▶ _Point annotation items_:
- - -

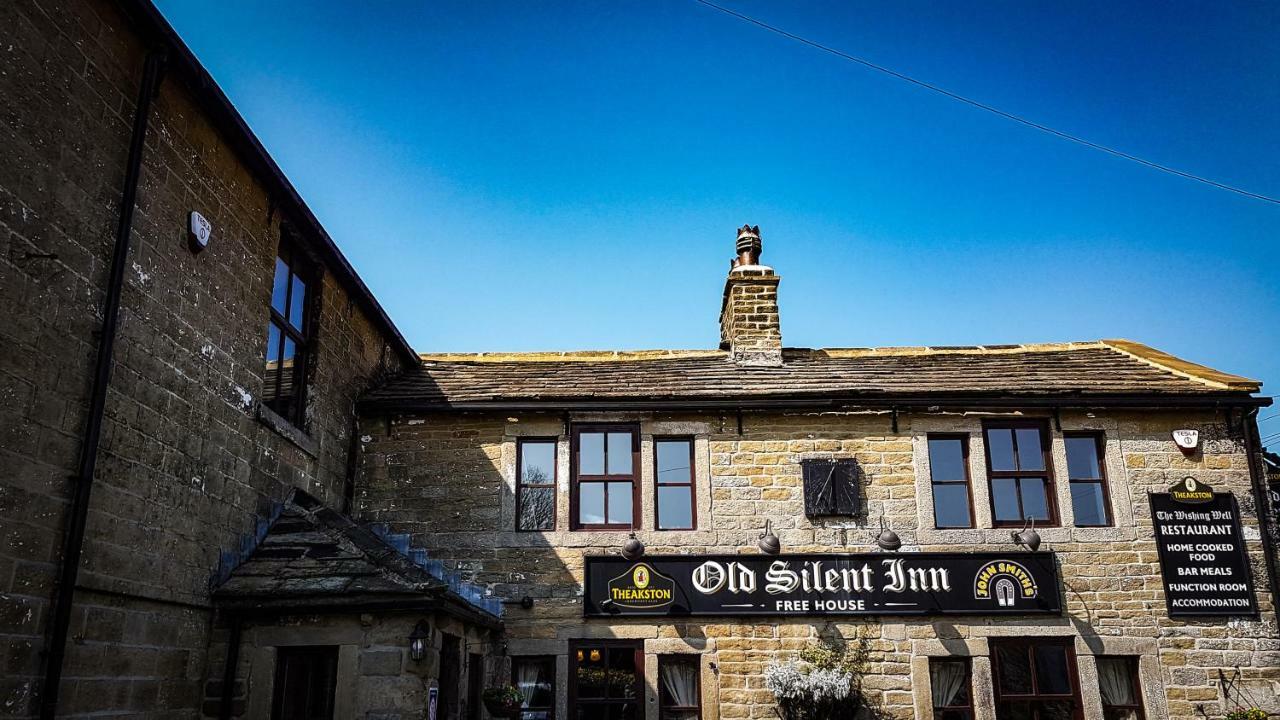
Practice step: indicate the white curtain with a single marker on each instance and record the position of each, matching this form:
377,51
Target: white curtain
681,682
947,680
529,678
1115,680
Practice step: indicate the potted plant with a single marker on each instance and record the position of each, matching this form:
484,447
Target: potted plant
503,701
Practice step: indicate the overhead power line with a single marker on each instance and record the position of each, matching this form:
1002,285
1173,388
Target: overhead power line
988,108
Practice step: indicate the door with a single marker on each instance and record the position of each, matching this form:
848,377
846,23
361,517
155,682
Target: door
305,682
606,680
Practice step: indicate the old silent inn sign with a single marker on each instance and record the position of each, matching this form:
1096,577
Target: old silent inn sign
913,583
1202,555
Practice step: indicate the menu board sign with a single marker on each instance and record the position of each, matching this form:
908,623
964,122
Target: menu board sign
1202,554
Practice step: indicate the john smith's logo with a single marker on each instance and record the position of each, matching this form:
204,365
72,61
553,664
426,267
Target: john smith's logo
641,588
1005,580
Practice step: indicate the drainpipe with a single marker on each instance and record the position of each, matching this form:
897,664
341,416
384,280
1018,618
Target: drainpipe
1253,449
74,541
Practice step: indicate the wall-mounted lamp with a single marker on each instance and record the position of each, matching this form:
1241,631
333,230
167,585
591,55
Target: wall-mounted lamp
417,641
632,548
1027,537
887,540
769,542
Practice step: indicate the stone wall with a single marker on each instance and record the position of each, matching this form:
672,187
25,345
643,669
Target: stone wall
184,465
449,481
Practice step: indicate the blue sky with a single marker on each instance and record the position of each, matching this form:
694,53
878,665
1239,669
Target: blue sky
526,176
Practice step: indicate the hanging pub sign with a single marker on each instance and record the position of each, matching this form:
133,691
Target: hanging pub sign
1202,554
912,583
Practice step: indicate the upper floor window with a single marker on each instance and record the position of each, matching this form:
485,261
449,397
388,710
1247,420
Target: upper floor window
1120,689
1018,469
1084,469
949,473
535,487
673,474
606,477
1034,679
950,682
288,337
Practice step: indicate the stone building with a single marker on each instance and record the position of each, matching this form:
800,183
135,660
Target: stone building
530,472
229,488
149,437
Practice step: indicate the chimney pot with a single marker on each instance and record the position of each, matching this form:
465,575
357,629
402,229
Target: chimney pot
749,313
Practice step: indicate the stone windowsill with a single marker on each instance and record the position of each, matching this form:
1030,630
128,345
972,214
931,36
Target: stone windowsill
287,429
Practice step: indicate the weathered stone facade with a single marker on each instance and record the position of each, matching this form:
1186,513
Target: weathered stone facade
451,482
186,468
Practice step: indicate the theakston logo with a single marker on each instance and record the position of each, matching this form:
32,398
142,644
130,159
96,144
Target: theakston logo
1005,580
641,588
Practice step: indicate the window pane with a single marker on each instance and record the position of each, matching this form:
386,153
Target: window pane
1004,493
592,673
1034,500
536,509
672,459
620,502
297,301
536,463
946,459
951,505
622,673
1051,670
280,287
1087,500
620,454
1082,458
590,454
1014,669
1000,445
590,504
675,507
1029,455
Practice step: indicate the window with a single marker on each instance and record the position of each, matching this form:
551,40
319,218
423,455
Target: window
288,338
535,490
305,683
951,686
1120,689
830,487
535,679
679,688
1018,469
1036,679
1084,469
949,472
673,473
606,479
606,680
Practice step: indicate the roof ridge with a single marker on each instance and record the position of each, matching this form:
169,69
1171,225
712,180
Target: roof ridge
1182,368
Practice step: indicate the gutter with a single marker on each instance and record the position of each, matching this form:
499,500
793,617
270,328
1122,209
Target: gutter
73,545
1257,477
826,402
155,28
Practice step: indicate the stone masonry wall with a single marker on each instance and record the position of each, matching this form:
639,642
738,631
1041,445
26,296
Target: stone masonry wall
184,465
449,481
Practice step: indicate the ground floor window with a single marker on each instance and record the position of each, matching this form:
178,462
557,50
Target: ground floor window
606,680
305,682
951,682
535,679
679,688
1119,687
1036,679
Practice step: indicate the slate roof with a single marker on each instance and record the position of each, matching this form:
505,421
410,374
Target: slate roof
314,556
1102,369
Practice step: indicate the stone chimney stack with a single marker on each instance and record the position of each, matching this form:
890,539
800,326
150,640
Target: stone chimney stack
749,313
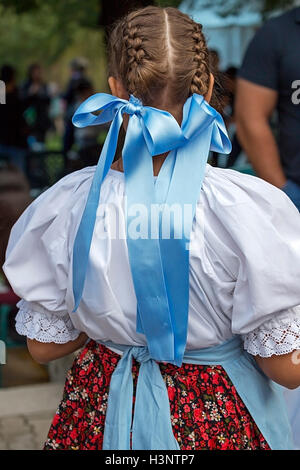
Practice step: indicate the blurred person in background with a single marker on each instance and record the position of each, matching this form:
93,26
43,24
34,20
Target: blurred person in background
269,80
230,79
13,128
36,96
78,68
86,138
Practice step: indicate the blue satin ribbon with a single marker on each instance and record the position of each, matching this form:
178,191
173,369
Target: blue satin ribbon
159,266
152,429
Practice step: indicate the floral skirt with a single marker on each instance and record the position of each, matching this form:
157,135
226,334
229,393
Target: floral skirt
206,411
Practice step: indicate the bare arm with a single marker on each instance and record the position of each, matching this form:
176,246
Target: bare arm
46,352
254,106
285,369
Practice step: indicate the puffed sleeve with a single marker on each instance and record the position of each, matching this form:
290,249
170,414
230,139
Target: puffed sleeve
262,228
37,260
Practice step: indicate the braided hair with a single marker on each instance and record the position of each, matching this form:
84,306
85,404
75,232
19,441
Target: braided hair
160,55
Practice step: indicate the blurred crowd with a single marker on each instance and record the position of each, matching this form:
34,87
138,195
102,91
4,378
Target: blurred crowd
36,108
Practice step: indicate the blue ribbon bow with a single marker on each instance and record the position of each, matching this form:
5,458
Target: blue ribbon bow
159,265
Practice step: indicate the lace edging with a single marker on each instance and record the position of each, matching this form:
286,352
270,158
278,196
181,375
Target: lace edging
275,337
45,327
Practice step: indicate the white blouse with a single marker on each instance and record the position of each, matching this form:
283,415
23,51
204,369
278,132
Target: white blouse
244,266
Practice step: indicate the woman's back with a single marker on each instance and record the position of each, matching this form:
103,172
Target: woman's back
236,283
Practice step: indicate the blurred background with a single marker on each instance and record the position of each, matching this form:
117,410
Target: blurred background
52,57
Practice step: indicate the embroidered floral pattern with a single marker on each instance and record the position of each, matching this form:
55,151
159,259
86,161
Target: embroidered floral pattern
206,411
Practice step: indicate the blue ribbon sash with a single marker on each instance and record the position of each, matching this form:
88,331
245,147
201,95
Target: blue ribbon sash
159,266
151,428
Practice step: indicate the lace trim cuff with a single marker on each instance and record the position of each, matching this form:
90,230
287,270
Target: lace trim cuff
280,335
45,327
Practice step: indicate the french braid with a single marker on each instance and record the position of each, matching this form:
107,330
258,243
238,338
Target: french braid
201,78
160,55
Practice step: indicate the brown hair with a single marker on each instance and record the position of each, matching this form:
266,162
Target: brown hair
160,55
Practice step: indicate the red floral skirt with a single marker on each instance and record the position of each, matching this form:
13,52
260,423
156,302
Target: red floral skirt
206,411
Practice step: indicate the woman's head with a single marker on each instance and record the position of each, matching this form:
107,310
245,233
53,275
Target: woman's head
160,56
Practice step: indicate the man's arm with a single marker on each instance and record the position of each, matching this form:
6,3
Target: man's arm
254,106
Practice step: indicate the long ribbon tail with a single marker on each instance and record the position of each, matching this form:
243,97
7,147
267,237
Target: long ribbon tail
119,408
144,252
85,231
152,428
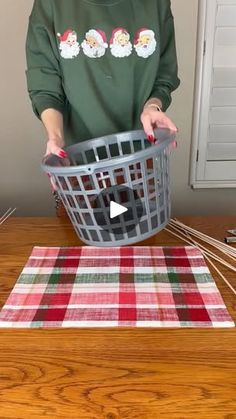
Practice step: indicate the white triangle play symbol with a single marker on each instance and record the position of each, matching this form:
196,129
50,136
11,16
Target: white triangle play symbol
116,209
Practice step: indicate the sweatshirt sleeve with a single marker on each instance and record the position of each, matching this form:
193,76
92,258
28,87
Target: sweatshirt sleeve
43,75
167,77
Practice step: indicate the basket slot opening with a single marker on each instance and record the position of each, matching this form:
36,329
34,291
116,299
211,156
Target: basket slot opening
90,156
114,150
126,148
119,176
74,183
137,145
87,182
87,218
102,153
81,201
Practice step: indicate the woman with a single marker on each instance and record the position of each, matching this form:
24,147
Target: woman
97,67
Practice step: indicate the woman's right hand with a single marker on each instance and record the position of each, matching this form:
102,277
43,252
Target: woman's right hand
55,146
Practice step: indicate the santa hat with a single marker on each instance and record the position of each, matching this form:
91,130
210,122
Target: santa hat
142,32
64,37
116,32
99,35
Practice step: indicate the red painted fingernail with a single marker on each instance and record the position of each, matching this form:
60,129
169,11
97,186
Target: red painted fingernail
152,139
63,154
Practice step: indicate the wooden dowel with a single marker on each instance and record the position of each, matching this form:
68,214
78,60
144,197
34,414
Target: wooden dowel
205,237
209,252
6,216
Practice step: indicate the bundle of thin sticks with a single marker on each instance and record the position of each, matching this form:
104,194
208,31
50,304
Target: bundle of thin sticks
6,215
200,240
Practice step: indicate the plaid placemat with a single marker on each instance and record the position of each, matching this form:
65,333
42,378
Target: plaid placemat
106,287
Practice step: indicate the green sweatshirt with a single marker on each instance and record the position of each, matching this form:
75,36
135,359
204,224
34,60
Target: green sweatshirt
99,61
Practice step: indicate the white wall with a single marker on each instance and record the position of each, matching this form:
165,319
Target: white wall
22,139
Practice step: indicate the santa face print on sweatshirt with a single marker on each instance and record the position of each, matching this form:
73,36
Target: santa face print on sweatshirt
69,46
145,43
120,44
95,43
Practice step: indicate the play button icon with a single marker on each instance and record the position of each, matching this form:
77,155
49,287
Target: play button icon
116,209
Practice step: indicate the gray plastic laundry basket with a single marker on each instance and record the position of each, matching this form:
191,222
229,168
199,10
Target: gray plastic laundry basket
95,168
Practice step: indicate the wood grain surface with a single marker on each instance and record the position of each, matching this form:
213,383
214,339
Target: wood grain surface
112,373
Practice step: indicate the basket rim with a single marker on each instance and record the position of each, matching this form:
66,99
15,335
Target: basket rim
90,168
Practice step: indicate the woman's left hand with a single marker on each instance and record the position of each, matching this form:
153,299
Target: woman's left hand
151,119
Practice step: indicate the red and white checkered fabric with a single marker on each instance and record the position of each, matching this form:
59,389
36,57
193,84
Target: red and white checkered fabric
111,287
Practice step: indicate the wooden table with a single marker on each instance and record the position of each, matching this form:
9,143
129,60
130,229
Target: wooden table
112,373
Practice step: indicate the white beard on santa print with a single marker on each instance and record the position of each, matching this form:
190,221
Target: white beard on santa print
93,52
145,51
69,51
120,51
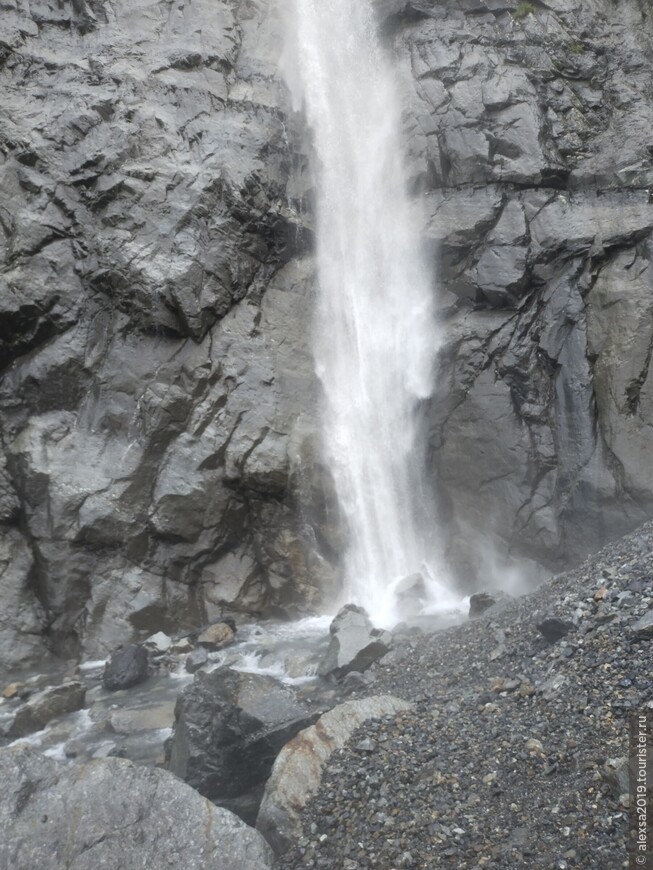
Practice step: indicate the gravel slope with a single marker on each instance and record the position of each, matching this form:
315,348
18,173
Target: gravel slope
508,758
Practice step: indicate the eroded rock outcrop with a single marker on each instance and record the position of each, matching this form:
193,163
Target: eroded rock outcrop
229,727
298,770
104,813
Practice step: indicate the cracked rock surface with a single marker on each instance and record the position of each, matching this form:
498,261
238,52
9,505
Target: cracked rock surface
158,457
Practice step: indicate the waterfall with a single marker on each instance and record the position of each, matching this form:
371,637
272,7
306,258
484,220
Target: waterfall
375,331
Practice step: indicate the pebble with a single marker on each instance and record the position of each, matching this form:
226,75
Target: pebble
500,764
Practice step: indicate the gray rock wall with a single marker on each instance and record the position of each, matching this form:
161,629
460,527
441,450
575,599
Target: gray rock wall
530,140
159,457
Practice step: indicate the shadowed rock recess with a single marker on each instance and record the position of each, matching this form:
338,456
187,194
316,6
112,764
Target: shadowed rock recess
158,461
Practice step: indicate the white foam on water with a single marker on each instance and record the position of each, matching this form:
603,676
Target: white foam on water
376,334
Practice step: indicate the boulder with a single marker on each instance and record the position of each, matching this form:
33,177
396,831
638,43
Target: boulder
229,728
355,644
112,813
44,706
126,667
298,769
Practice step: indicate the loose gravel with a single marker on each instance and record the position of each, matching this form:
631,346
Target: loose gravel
515,753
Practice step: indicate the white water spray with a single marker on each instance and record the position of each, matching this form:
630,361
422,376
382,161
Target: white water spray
375,329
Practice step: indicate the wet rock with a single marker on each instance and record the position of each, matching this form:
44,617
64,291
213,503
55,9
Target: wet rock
126,667
298,769
147,718
44,706
228,729
196,660
554,629
112,813
479,603
183,645
217,636
355,644
158,643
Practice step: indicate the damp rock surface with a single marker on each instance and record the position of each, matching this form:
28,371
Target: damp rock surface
515,752
160,458
112,813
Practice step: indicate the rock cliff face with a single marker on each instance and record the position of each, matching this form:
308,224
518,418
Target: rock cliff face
159,439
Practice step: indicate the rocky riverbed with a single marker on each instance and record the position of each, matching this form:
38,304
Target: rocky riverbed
500,742
514,752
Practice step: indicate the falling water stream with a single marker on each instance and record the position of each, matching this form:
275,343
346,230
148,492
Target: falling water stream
376,334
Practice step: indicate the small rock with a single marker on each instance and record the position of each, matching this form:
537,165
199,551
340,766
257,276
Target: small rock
643,628
217,636
479,603
183,645
126,667
355,644
554,629
196,660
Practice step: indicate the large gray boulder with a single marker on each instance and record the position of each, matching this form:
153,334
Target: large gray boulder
229,727
126,667
355,644
111,813
298,770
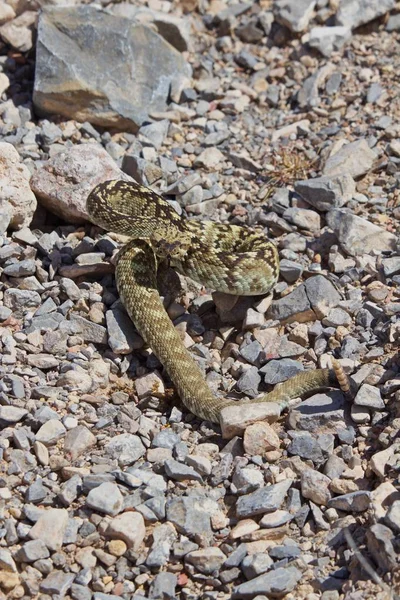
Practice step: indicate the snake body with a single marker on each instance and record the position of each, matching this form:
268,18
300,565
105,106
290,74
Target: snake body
227,258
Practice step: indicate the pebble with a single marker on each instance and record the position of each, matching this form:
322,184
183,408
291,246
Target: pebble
106,498
110,488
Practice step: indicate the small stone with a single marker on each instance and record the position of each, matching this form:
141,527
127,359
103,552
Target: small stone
277,583
357,236
315,486
294,15
128,527
78,440
355,158
264,500
206,561
329,39
379,544
392,517
260,438
370,397
9,415
50,432
57,582
117,548
353,502
210,158
32,551
7,562
50,528
106,498
126,448
235,419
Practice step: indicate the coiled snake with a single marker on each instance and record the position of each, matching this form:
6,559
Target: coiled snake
226,258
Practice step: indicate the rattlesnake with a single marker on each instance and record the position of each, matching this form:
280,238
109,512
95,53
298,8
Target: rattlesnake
226,258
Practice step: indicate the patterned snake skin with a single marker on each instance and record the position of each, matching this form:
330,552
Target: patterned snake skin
226,258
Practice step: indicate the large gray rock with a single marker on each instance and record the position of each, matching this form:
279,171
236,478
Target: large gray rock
358,236
96,67
353,13
63,183
17,201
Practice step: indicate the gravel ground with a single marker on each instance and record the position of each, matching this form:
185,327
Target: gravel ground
280,116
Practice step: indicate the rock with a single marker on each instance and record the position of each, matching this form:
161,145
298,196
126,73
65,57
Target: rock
106,498
63,183
352,502
277,371
260,438
206,561
306,446
18,32
353,13
76,86
128,527
294,15
175,30
314,485
379,544
78,440
369,396
322,412
392,517
275,584
190,514
32,551
180,472
7,562
265,500
126,448
50,528
327,192
357,236
50,432
355,158
235,419
57,582
210,158
163,586
9,415
329,39
15,193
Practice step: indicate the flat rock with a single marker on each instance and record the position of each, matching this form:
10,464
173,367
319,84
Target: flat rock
235,419
329,39
294,14
71,61
355,158
322,412
353,13
16,197
275,584
128,527
64,182
327,192
206,560
106,498
358,236
265,500
50,528
353,502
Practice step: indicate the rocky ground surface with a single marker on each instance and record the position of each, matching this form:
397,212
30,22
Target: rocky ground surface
281,116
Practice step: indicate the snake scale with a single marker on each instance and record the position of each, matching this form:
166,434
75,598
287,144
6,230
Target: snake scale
226,258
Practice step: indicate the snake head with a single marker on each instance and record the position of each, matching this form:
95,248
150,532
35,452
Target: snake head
170,249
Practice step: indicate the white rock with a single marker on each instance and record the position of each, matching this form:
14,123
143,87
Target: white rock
15,193
50,528
128,527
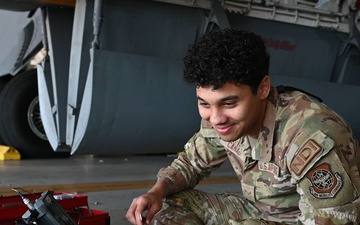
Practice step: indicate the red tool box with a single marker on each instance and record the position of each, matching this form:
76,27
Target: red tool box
76,206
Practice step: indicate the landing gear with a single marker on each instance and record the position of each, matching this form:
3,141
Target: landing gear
20,120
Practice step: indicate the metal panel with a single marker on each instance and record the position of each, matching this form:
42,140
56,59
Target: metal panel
343,99
143,106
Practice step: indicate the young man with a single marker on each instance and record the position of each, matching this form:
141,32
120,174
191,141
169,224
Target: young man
296,160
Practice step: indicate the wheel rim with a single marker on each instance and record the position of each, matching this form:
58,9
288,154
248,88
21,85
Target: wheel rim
34,119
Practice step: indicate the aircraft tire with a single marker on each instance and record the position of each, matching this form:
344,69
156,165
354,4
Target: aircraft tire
17,97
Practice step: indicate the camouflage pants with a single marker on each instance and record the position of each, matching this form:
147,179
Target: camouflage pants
194,207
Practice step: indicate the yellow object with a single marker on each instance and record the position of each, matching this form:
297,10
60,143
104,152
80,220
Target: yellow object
9,153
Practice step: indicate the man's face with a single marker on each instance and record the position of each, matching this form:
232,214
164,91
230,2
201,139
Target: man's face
233,110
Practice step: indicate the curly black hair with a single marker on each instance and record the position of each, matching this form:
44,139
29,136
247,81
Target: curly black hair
229,55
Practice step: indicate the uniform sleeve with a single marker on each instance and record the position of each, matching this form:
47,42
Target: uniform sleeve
326,174
202,154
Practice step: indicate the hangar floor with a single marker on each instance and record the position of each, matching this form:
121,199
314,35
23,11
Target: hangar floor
110,182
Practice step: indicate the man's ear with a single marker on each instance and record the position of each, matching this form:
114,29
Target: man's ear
264,87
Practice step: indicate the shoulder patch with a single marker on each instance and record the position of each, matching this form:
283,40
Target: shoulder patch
304,156
324,183
305,151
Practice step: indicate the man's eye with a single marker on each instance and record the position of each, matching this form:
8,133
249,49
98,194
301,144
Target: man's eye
204,104
229,104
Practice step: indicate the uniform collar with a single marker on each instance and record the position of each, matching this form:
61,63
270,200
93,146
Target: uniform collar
264,147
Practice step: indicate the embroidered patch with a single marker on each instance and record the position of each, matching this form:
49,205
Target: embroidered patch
248,191
269,167
304,156
324,183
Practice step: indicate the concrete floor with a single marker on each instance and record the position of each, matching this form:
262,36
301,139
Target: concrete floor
59,174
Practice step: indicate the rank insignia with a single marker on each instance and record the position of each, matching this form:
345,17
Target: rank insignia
324,183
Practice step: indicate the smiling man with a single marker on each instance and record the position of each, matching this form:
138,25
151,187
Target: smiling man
296,159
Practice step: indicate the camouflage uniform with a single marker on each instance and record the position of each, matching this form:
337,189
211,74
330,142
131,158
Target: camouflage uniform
303,169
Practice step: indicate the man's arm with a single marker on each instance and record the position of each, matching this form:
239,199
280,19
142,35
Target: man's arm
324,173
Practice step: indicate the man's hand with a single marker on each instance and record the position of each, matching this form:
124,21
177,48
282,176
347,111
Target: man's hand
150,202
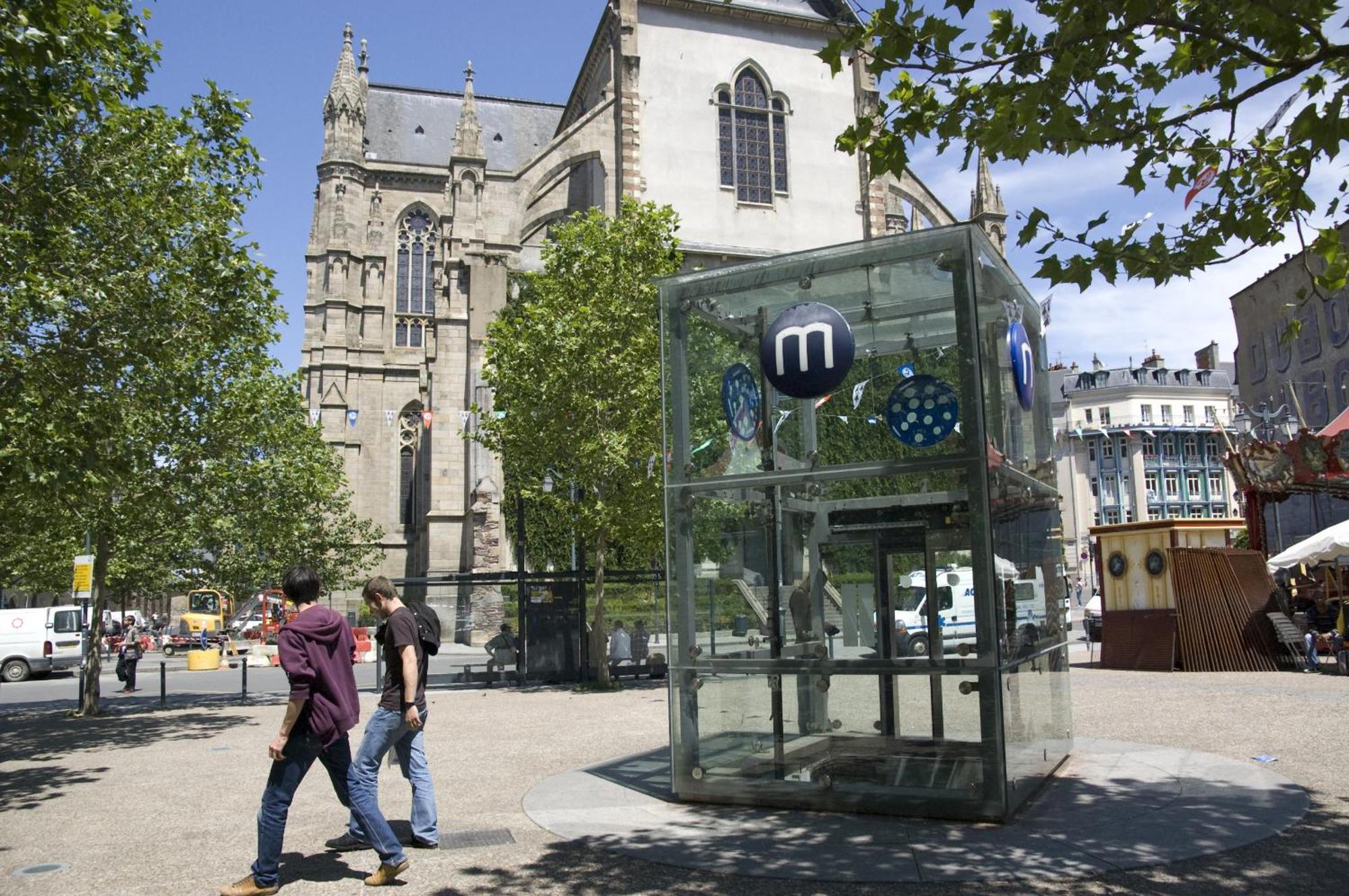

- - -

▶ _WRITTEN REQUEST_: Return every line of the items above that contains the string "lamp", treating uppercase and lowercase as distinct.

▶ _COMPLETE ANSWER_:
Practice step: indicate the wall-mounted lamp with a single marker on each instance and record the position of each, matching this form:
Target: wall-mounted lamp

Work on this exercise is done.